Material shown:

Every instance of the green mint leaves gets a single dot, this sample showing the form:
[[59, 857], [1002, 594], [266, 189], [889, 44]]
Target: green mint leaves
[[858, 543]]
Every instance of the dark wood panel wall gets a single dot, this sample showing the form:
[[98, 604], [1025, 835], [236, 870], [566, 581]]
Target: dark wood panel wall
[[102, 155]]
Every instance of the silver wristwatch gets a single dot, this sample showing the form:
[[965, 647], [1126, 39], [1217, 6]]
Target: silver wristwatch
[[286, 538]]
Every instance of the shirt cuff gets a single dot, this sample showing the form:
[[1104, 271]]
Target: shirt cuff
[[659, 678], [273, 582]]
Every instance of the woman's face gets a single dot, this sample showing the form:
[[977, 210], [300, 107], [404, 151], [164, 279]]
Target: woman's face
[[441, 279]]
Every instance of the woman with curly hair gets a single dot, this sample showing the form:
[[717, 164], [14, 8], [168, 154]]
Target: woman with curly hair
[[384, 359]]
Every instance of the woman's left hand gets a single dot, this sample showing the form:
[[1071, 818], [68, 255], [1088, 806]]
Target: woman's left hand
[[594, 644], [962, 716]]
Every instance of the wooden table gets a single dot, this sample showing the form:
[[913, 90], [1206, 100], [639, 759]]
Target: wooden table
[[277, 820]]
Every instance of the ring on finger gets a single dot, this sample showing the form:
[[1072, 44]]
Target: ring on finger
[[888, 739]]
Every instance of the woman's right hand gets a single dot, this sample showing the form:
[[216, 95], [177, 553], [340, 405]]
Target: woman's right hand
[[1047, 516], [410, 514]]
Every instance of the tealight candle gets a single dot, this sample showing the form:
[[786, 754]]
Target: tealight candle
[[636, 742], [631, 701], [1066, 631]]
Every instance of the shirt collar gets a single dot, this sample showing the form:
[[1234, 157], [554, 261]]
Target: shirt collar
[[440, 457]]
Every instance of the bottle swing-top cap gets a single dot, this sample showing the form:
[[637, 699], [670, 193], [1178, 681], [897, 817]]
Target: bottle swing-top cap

Task details: An exact copy of all the records is the only acceptable answer.

Answer space:
Every instance of the green mint leaves gets a single dot, this sample showing the form:
[[59, 857], [1002, 594], [266, 189], [889, 44]]
Target: green mint leaves
[[858, 543]]
Every instance of the dark wood panel wall gets a single dot, this sample showing the form:
[[98, 604], [1025, 835], [236, 870], [566, 581]]
Target: dark wood panel wall
[[102, 155]]
Every instance of the silver wristwatch gets a single dot, this sample showing the form:
[[965, 647], [1126, 39], [1217, 6]]
Target: silver wristwatch
[[286, 538]]
Every instance of the shirt cuff gets a single dot, this sample showing the form:
[[1104, 271]]
Target: shirt cuff
[[659, 678], [273, 582]]
Every instance of the woman's face gets a single dot, this sample showing the form:
[[977, 210], [300, 107], [404, 151], [164, 279]]
Target: woman's face
[[441, 279]]
Every instance of the woman with curly hair gets a single dot, this sample showing the form:
[[717, 164], [14, 8], [168, 154]]
Target: woman with curly hair
[[384, 359]]
Every instance of the woman's left hand gets a single dot, this sample showing the form:
[[1071, 818], [68, 255], [1088, 806]]
Target: woman's left hand
[[594, 644], [962, 716]]
Every instance of the wooden table gets a single dot, this sample showing the form:
[[913, 90], [1206, 100], [639, 759]]
Target: wooden table
[[277, 820]]
Every instance of the ring on finger gets a single dot, this sample showing the form:
[[1072, 44]]
Target: ring on finger
[[888, 739]]
Every instance of the woman's right hand gets a single dot, this sample showing the form:
[[216, 95], [177, 553], [340, 405]]
Target: woman's right hand
[[1047, 516], [410, 514]]
Every instance of the tealight candle gets a single dot, this sample showing the form:
[[786, 754]]
Target: tealight candle
[[636, 742], [631, 701], [1066, 631]]
Every instance of the shirt collar gets a single dot, this sample showing the form:
[[1234, 157], [554, 261]]
Target: shirt collar
[[440, 457]]
Every instance of the bottle swing-top cap gets a single dot, this sample showing the form:
[[637, 699], [670, 193], [1178, 681], [897, 817]]
Target: bottle swing-top cap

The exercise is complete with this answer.